====== MATERIAL FOR THIS EXERCISE

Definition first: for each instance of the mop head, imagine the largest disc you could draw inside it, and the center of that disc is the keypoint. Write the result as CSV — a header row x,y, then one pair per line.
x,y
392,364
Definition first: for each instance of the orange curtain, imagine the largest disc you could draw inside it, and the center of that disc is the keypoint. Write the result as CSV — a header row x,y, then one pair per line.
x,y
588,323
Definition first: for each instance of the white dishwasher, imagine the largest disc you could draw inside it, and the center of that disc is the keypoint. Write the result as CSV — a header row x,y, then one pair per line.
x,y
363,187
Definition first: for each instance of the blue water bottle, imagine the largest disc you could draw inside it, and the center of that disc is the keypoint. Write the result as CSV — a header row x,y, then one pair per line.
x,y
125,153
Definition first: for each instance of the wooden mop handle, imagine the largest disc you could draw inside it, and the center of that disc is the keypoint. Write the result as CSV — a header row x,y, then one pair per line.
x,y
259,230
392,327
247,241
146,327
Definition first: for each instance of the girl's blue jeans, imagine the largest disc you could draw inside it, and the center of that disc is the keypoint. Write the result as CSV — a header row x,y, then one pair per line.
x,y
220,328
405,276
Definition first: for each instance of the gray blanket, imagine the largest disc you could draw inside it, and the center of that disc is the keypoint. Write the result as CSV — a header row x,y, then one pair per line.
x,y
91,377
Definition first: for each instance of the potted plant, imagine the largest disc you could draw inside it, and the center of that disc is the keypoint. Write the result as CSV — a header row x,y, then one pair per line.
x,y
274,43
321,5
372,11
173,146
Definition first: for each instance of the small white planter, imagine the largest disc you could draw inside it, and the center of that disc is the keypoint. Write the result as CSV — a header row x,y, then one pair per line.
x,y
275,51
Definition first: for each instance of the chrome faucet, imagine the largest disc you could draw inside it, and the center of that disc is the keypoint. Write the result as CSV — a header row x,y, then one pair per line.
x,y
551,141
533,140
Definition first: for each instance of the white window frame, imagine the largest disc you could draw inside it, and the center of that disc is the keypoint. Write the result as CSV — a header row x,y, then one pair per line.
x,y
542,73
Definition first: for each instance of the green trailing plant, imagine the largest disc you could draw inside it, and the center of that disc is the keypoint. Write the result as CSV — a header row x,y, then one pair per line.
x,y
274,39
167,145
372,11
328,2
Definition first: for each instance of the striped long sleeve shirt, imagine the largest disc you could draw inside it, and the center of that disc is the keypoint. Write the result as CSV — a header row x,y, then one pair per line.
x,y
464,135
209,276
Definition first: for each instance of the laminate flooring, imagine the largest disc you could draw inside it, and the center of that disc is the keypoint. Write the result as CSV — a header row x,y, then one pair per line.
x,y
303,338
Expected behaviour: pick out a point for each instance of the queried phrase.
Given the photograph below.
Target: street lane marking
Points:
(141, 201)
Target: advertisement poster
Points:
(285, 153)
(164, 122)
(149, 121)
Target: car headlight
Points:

============

> **TASK ITEM**
In full and word for word, output the entries.

> **ANSWER TO THE EXERCISE**
Definition first: for each instance of the mop head, imagine the largest disc you could draw inside it, and the center of that disc is the keypoint. Write the result as CSV — a header row x,y, then one pair per line.
x,y
392,364
Definition first: for each instance of the orange curtain, imagine the largest disc you could draw inside it, and the center of that disc is the keypoint. Write the result as CSV — a header row x,y, then one pair per line.
x,y
588,323
Definition first: for each instance of the white dishwasher, imagine the largest disc you could draw inside it, and the center of that disc is the keypoint. Write the result as CSV — a header row x,y, then one pair per line.
x,y
363,187
Definition first: for each instance of the blue water bottle, imagine the largest disc you could draw inside it, and the center of that disc is the keypoint. Write the result as CSV — a header row x,y, then one pair per line.
x,y
125,153
Definition first: for each instance of the wooden mop handle, imagine the largest disc you could draw inside it, and the center of that disc is the keypoint. Write the result as CSV — a header row x,y, then one pair per line.
x,y
259,230
392,327
247,241
146,327
Definition first: for each instance of the girl's blue jeans, imagine the largest disc you could draw inside it, and the center of that disc is the keypoint. Write the result as CSV — a header row x,y, then one pair per line.
x,y
220,328
405,276
Definition first: for each instance of the gray blanket, imagine the largest disc you could draw inside it, and the center of that disc is the keypoint. Write the result as CSV — a header row x,y, then one pair per line.
x,y
91,377
Definition first: for each instance of the potted plant, imagine the largest disc you could draw inside it, and the center of that disc is the keypoint. Write the result as CSV — a header row x,y, then one pair per line.
x,y
274,43
321,5
372,11
173,146
Definition first: for each instance of the small white planter, imagine the largest disc you could draw inside it, and the center of that disc is the keypoint. Write the result as CSV — a header row x,y, then one pair per line.
x,y
275,51
Definition first: for each instance of the chrome faucet, imagine the largest disc you could draw inside it, and the center of that disc is the keypoint. Write the result as CSV — a header row x,y, then one pair per line.
x,y
551,141
533,140
Definition first: for each instance of the white window frame, imagine the largest disc you could draw inside it, and the center of that disc is the keypoint. Write the result as CSV — a header row x,y, then one pair per line.
x,y
542,73
Definition first: for each instance of the green trailing plant, imagine the largest disc you could draw inside it, and the center of that disc is the keypoint. Write the result as CSV — a header row x,y, then one pair per line.
x,y
274,39
167,145
372,11
328,2
Definition first: for each instance of the striped long sleeve shirt, imagine the largest disc you could draw inside it, and the center of that disc is the keypoint. Write the result as CSV — a header row x,y, then one pair per line.
x,y
464,135
209,276
Definition first: for each instance of the laminate flooring, imagine the largest disc you could draw inside it, and the center of that disc is the keypoint. Write the result as CSV — a header row x,y, then one pair per line.
x,y
303,338
Expected behaviour: pick out a point for each instance of the queried phrase.
Given the photograph below.
Target: street lane marking
Points:
(141, 201)
Target: advertisement poster
Points:
(285, 153)
(164, 122)
(149, 121)
Target: car headlight
Points:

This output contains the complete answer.